**Stated task 1**.
Transcribe part of the passage on The Fifth Chapter verbatim, starting at the words "The Fifth Chapter (also" and ending after the words "2014 as maxi-single.".

**Selected text**.
----

The Fifth Chapter (also stylized as T5C) is the seventeenth studio album by German band Scooter released on 26 September 2014.

Background 
The Fifth Chapter is the first album by Scooter to not feature production by Rick J. Jordan, after his departure at the start of 2014. Jordan was replaced by Phil Speiser. It is also the first album which was released on vinyl LP since 1996's Our Happy Hardcore.

Track listing 
All tracks produced by Scooter, except "Today" and "Radiate" produced by Scooter and Vassy.

Singles 
The first single was "Bigroom Blitz" which featured American rapper Wiz Khalifa. It was released on 23 May 2014.
The second single "Today" was released on 5 September 2014 as one-track single and on 26 September 2014 as maxi-single. 
The third single "Can't Stop the Hardcore" was released on 5 December 2014.

----

**Stored data**.

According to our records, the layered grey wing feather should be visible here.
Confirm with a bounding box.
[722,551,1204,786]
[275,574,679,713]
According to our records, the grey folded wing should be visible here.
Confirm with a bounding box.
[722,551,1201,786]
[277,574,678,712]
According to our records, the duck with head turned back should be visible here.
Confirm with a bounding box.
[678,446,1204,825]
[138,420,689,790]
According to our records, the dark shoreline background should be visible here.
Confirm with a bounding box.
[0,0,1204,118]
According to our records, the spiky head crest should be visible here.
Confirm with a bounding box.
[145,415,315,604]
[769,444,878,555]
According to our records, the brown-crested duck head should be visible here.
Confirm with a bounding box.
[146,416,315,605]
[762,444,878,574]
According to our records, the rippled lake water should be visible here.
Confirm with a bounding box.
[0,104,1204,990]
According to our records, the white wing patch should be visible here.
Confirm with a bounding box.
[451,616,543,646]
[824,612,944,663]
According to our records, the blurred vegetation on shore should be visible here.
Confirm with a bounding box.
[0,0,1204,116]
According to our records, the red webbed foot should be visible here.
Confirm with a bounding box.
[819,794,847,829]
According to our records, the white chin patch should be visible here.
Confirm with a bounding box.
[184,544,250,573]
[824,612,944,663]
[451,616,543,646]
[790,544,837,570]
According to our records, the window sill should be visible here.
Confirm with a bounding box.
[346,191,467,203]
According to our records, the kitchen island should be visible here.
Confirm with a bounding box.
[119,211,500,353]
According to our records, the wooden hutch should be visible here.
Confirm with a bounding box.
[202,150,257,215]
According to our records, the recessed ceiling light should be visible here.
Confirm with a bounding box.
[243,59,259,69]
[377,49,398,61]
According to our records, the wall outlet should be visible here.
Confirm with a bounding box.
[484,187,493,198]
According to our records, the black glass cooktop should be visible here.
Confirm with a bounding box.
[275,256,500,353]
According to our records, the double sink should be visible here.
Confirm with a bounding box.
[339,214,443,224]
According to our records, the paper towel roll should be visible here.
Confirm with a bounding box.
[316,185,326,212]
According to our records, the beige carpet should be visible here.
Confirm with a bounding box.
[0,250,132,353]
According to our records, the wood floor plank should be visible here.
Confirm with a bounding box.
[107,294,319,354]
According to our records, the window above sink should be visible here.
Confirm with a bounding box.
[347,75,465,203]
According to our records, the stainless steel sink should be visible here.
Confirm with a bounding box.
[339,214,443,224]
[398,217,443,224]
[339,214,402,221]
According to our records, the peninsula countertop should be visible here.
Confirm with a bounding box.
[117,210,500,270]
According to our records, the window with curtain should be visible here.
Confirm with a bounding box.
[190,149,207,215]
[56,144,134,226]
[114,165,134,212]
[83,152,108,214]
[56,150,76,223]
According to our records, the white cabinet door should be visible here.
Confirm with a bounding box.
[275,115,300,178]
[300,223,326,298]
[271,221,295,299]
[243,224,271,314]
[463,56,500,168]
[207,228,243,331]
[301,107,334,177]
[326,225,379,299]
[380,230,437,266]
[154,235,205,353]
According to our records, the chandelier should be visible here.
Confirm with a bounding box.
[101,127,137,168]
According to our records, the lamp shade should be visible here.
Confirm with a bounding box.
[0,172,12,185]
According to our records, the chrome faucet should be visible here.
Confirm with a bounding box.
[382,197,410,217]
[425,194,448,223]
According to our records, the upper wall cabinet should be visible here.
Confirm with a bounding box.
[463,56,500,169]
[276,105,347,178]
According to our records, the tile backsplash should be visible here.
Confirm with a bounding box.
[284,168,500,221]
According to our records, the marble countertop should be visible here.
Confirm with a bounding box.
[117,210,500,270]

----

**Stated task 2**.
In the records, reproduce only the lines from the one containing "According to our records, the wooden" through the one containing "[275,256,500,353]", requests included, with every bounding-box coordinate shifted up by 31.

**Exercise response 1**.
The Fifth Chapter (also stylized as T5C) is the seventeenth studio album by German band Scooter released on 26 September 2014.

Background 
The Fifth Chapter is the first album by Scooter to not feature production by Rick J. Jordan, after his departure at the start of 2014. Jordan was replaced by Phil Speiser. It is also the first album which was released on vinyl LP since 1996's Our Happy Hardcore.

Track listing 
All tracks produced by Scooter, except "Today" and "Radiate" produced by Scooter and Vassy.

Singles 
The first single was "Bigroom Blitz" which featured American rapper Wiz Khalifa. It was released on 23 May 2014.
The second single "Today" was released on 5 September 2014 as one-track single and on 26 September 2014 as maxi-single.

**Exercise response 2**.
According to our records, the wooden hutch should be visible here.
Confirm with a bounding box.
[233,181,288,246]
According to our records, the recessed ceiling light should be visible here.
Confirm with a bounding box.
[274,90,290,100]
[408,80,429,92]
According to our records, the wall outlet should be visible here.
Confirm with a bounding box.
[515,218,524,229]
According to our records, the black glass cooktop should be visible here.
Confirm with a bounding box.
[306,287,531,384]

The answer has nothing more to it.